__Document segment__.
────────

This appeal is part of a continuing controversy arising out of certain oil production practices in the Texas Panhandle Field. The general geological and regulatory background of that controversy is set forth in our related decision of Walker Operating Corp. v. FERC, 874 F.2d 1320, 1323-1324 (10th Cir. 1989). In 1984 FERC issued an order requiring thirty-seven oil well operators in the Panhandle Field area to show cause why they should not be found to have violated section 7(b) of the Natural Gas Act (NGA), 15 U.S.C. Sec. 717f(b), by the diversion of natural gas dedicated to interstate commerce, and section 504(a)(1) of the Natural Gas Policy Act of 1978 (NGPA), 15 U.S.C. Sec. 3414(a)(1), by selling that gas at a price in excess of the statutorily established maximum price. Stowers Oil & Gas Co., 26 FERC p 61,207, at 61,481 (1984) (show cause order).

────────

__Given information__.
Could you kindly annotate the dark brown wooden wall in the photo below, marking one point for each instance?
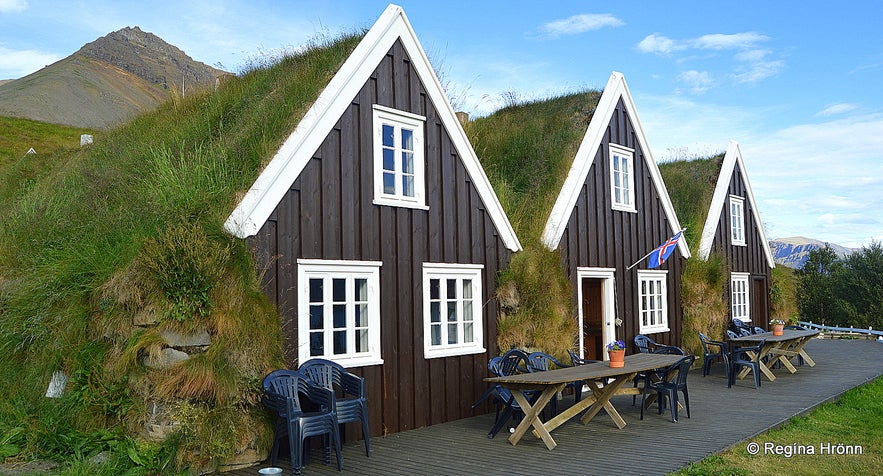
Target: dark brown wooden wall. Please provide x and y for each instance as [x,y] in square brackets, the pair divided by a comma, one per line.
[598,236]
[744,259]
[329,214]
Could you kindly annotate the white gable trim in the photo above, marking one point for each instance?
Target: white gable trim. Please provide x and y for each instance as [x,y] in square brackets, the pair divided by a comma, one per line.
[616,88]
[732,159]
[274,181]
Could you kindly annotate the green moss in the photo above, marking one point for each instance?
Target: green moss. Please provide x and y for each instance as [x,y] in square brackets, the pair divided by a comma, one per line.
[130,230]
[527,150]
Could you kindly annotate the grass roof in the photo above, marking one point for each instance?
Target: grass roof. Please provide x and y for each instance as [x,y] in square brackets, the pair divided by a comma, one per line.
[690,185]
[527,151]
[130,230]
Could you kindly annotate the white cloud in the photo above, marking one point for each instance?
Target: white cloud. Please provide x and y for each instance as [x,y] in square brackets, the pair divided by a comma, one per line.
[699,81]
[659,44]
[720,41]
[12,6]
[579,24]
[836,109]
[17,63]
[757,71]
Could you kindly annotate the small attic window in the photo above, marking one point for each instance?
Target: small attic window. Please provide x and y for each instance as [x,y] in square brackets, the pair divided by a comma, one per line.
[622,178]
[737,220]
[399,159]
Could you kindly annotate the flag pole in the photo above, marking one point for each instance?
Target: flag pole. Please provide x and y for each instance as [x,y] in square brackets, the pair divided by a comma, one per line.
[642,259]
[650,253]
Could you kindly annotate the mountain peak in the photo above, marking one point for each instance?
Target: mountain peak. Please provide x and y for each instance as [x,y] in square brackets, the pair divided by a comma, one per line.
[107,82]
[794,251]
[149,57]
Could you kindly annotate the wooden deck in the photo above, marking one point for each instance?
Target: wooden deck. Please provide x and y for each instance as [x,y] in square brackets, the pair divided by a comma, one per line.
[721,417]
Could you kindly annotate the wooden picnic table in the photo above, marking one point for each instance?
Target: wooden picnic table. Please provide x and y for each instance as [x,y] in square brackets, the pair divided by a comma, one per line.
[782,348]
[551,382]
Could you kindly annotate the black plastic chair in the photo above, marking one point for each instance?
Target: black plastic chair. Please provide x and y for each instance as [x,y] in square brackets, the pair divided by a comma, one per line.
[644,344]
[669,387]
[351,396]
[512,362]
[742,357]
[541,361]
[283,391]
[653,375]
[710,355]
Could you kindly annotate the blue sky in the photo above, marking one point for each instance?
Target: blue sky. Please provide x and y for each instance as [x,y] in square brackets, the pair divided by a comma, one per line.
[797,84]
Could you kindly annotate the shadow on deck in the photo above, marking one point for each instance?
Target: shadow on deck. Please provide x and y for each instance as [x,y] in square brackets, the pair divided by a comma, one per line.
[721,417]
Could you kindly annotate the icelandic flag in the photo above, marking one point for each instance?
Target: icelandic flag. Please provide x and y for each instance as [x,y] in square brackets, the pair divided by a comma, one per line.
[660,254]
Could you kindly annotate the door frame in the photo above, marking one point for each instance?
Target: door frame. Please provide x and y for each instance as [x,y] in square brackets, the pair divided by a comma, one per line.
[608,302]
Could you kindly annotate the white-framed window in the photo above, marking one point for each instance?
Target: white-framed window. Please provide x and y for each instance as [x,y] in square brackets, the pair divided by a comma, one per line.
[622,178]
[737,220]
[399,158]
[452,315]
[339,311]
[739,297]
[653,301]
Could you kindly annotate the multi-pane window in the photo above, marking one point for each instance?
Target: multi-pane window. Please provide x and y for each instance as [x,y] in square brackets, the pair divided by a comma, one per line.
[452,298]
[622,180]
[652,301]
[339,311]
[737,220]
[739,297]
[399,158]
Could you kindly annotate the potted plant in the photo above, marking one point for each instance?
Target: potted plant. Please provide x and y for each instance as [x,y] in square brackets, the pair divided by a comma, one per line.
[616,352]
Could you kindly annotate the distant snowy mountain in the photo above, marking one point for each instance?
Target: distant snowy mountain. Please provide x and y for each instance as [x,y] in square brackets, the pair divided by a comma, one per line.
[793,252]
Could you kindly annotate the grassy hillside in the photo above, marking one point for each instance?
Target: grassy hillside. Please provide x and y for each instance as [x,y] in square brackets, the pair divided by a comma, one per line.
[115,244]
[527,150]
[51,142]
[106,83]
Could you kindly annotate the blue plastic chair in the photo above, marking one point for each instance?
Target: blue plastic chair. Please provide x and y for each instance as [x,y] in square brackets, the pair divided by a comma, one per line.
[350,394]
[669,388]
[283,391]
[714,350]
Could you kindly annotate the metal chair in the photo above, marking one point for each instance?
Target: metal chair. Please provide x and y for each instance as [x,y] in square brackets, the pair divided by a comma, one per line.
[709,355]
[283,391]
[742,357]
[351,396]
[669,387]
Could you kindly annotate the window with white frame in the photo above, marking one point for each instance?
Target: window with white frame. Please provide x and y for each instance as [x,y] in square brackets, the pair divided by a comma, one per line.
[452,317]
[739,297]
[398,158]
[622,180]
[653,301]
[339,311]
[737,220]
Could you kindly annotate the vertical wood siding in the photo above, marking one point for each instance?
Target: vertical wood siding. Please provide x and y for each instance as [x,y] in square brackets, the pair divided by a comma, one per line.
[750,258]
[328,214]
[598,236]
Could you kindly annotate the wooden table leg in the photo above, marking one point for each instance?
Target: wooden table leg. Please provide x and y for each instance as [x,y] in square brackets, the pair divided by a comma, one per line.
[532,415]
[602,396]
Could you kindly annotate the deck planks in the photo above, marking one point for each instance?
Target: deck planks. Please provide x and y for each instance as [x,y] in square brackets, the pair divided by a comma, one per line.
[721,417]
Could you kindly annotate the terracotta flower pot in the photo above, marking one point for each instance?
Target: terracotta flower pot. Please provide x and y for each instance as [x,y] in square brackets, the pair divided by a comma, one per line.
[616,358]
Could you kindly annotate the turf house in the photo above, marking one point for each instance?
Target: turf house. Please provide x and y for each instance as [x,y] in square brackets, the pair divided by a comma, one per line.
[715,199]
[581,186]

────────

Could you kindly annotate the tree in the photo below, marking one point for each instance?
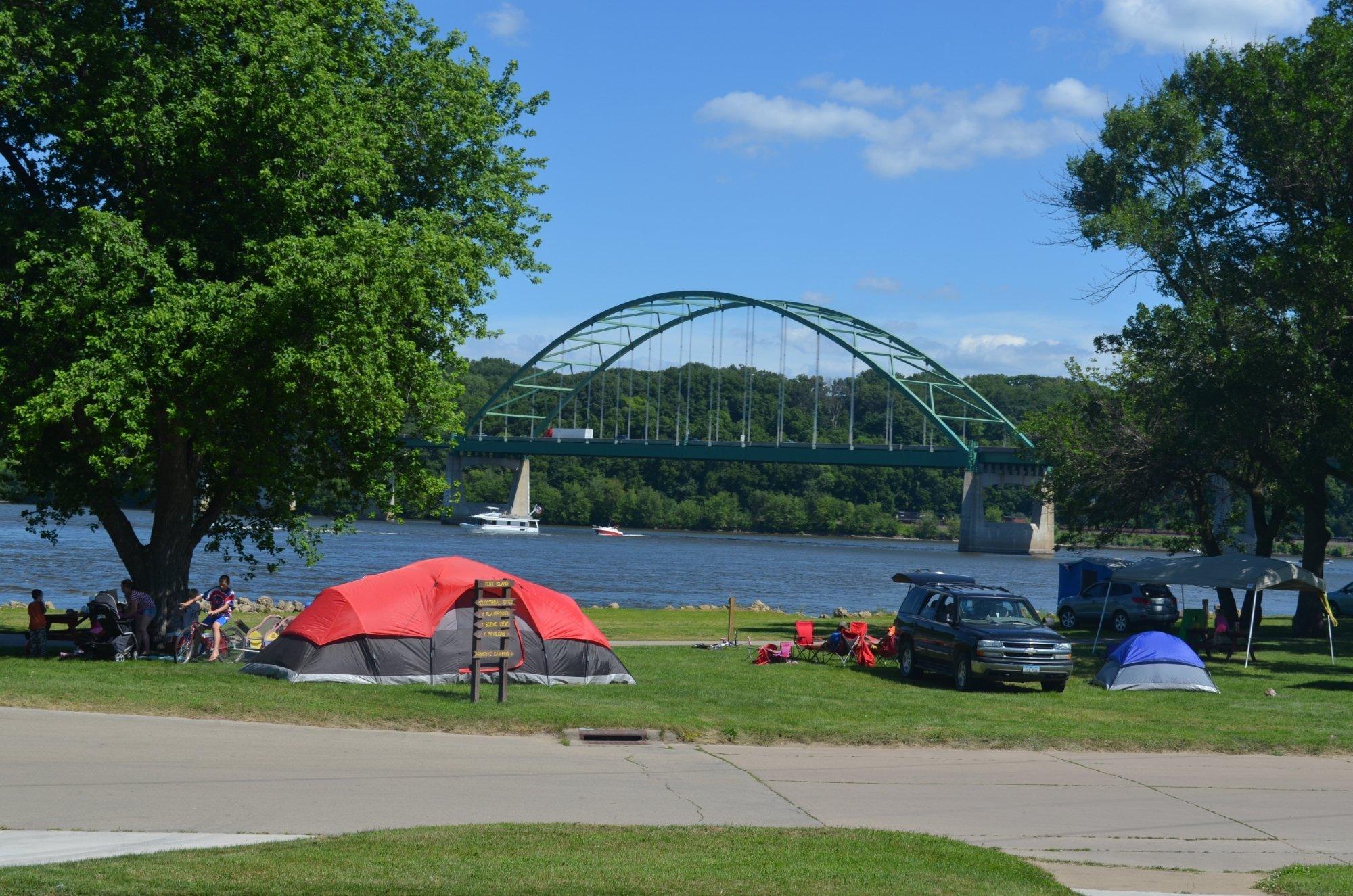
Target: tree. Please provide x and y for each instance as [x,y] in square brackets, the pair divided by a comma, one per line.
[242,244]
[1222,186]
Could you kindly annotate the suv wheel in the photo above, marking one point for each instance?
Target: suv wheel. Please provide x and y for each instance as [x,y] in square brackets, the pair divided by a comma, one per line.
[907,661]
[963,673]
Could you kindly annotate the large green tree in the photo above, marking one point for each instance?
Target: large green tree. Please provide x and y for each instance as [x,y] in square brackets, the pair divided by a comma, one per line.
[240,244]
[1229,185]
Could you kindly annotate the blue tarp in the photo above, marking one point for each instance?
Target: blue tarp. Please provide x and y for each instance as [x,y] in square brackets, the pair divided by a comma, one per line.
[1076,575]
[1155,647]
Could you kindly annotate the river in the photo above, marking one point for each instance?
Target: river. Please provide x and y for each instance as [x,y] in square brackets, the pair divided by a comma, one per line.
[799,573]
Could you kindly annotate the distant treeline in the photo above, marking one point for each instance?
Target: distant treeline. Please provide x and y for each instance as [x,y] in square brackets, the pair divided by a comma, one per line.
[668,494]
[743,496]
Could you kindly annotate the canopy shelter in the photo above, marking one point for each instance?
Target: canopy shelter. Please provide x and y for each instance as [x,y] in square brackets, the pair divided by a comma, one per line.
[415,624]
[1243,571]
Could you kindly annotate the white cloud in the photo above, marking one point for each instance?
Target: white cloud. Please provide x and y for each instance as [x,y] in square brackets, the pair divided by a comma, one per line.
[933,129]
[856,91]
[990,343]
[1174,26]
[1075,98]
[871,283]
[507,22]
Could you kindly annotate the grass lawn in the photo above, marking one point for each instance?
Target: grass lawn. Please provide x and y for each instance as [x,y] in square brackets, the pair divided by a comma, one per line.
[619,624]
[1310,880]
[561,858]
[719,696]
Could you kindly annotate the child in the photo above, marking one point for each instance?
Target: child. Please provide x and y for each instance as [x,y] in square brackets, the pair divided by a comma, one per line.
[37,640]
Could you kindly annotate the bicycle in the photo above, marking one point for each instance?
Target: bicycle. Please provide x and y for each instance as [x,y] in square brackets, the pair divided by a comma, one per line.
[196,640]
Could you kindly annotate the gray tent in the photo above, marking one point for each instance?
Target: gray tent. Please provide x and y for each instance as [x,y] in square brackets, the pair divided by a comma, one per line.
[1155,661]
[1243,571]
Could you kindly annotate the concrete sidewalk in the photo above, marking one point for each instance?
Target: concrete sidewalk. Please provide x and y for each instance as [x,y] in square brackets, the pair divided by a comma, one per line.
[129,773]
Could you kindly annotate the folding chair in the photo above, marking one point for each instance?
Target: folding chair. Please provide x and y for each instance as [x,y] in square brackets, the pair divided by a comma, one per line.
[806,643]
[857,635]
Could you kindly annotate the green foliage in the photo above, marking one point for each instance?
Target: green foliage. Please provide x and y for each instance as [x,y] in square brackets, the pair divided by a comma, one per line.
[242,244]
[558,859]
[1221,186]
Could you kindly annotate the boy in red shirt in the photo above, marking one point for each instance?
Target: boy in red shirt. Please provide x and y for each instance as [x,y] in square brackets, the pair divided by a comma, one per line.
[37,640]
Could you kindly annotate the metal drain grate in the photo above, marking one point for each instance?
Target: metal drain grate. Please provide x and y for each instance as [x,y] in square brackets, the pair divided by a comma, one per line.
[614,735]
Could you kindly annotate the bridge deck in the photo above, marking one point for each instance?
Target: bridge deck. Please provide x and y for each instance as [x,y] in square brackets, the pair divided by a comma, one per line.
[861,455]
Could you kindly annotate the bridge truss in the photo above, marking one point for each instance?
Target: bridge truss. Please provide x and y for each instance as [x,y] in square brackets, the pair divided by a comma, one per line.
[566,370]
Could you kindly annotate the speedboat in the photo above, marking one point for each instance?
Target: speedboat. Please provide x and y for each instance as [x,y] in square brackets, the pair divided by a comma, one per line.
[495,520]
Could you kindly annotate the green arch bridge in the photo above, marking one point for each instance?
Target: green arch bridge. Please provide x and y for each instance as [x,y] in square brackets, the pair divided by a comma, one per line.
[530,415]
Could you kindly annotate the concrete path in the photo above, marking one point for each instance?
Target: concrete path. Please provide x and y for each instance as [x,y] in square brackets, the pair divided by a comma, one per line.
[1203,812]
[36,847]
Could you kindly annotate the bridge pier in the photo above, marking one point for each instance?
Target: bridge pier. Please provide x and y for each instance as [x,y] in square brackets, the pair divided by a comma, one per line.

────────

__To be done__.
A - According to the appeal excerpt, how many oil well operators in the Panhandle Field area did FERC's 1984 order require to show cause?
B - Copy the stretch of the appeal excerpt from "This appeal is" through "(show cause order).".

__Task results__.
A - Thirty-seven.

B -
This appeal is part of a continuing controversy arising out of certain oil production practices in the Texas Panhandle Field. The general geological and regulatory background of that controversy is set forth in our related decision of Walker Operating Corp. v. FERC, 874 F.2d 1320, 1323-1324 (10th Cir. 1989). In 1984 FERC issued an order requiring thirty-seven oil well operators in the Panhandle Field area to show cause why they should not be found to have violated section 7(b) of the Natural Gas Act (NGA), 15 U.S.C. Sec. 717f(b), by the diversion of natural gas dedicated to interstate commerce, and section 504(a)(1) of the Natural Gas Policy Act of 1978 (NGPA), 15 U.S.C. Sec. 3414(a)(1), by selling that gas at a price in excess of the statutorily established maximum price. Stowers Oil & Gas Co., 26 FERC p 61,207, at 61,481 (1984) (show cause order).